#### WORK TO BE COMPLETED
Pick out every line in the listing below that contains the word "blue", and copy each of those lines in full.

#### MATERIAL FOR THE TASK
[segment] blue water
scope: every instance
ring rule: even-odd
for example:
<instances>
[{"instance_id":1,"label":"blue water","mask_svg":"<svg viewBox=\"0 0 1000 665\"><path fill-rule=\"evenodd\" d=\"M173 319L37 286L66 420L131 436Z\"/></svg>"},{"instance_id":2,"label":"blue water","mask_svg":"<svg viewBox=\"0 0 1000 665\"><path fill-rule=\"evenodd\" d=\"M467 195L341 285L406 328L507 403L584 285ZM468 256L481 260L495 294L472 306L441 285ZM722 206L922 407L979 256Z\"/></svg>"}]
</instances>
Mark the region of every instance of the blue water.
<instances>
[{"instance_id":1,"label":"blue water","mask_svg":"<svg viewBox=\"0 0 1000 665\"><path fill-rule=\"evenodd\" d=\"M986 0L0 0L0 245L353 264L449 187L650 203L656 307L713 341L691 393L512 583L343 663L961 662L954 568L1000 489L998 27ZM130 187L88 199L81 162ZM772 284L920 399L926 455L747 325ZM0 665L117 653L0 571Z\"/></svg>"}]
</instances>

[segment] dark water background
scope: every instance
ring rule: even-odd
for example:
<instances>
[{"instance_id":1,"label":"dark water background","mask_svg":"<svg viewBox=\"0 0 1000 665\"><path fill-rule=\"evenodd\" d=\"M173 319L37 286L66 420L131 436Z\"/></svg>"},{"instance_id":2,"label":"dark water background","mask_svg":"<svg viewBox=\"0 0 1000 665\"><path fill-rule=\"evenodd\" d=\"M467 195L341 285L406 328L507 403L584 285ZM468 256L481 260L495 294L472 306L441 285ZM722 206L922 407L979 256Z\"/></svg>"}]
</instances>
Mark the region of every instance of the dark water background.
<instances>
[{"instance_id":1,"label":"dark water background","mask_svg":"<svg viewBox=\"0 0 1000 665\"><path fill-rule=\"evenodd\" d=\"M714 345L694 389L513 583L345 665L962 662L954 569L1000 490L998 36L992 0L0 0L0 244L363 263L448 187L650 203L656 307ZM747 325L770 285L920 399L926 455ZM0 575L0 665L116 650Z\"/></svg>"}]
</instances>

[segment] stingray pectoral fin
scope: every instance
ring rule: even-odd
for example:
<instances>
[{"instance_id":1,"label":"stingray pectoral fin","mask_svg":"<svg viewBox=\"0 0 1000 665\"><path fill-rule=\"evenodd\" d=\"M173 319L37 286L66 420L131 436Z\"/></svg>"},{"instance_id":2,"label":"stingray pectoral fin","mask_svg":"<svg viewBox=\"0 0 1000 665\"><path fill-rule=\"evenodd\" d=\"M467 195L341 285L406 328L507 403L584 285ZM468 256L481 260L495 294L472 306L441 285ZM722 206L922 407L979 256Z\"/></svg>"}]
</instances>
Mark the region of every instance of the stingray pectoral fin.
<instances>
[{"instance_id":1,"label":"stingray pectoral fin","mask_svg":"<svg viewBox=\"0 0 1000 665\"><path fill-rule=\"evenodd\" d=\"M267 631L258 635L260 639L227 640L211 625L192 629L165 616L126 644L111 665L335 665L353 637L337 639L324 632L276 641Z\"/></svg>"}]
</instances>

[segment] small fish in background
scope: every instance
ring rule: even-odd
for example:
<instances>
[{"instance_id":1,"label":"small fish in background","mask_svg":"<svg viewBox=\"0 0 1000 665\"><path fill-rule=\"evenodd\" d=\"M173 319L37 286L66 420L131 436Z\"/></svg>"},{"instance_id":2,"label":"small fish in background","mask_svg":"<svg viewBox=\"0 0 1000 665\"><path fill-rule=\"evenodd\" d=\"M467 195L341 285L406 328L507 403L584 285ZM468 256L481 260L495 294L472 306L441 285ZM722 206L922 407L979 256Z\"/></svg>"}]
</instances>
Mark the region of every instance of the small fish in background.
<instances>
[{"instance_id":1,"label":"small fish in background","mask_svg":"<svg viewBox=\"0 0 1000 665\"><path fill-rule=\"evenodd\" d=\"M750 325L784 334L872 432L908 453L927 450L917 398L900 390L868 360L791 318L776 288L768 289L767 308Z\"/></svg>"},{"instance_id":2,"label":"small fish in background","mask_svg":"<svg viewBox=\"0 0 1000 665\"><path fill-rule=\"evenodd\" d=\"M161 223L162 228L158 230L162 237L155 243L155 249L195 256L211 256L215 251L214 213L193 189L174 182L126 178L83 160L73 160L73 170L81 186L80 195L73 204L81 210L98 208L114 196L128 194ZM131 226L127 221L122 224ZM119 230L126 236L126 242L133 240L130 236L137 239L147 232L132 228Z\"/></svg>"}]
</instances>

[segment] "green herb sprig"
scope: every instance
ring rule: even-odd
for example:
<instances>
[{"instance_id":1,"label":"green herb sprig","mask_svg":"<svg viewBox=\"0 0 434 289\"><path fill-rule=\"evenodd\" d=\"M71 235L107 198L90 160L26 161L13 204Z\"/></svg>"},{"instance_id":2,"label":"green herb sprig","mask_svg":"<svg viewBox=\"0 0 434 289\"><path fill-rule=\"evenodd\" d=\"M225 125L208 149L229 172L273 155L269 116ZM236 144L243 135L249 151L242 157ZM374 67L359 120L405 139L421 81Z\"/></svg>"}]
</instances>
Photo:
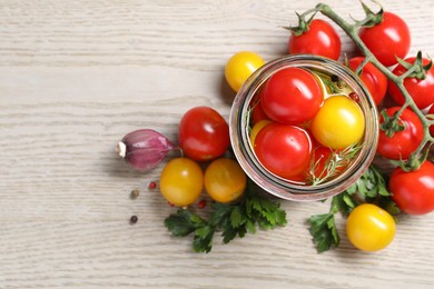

#### FINAL RESULT
[segment] blue water
[{"instance_id":1,"label":"blue water","mask_svg":"<svg viewBox=\"0 0 1000 665\"><path fill-rule=\"evenodd\" d=\"M173 319L37 286L66 420L131 436Z\"/></svg>"},{"instance_id":2,"label":"blue water","mask_svg":"<svg viewBox=\"0 0 1000 665\"><path fill-rule=\"evenodd\" d=\"M467 195L341 285L406 328L507 403L584 285ZM468 256L481 260L495 294L472 306L441 285ZM722 206L922 407L979 256Z\"/></svg>"}]
Mark the region of every instance of the blue water.
[{"instance_id":1,"label":"blue water","mask_svg":"<svg viewBox=\"0 0 1000 665\"><path fill-rule=\"evenodd\" d=\"M986 0L0 0L0 245L353 264L449 187L650 203L656 307L713 341L691 393L512 583L343 663L961 662L954 568L1000 489L998 27ZM130 187L88 199L81 162ZM772 284L920 399L926 455L747 325ZM0 665L117 653L0 571Z\"/></svg>"}]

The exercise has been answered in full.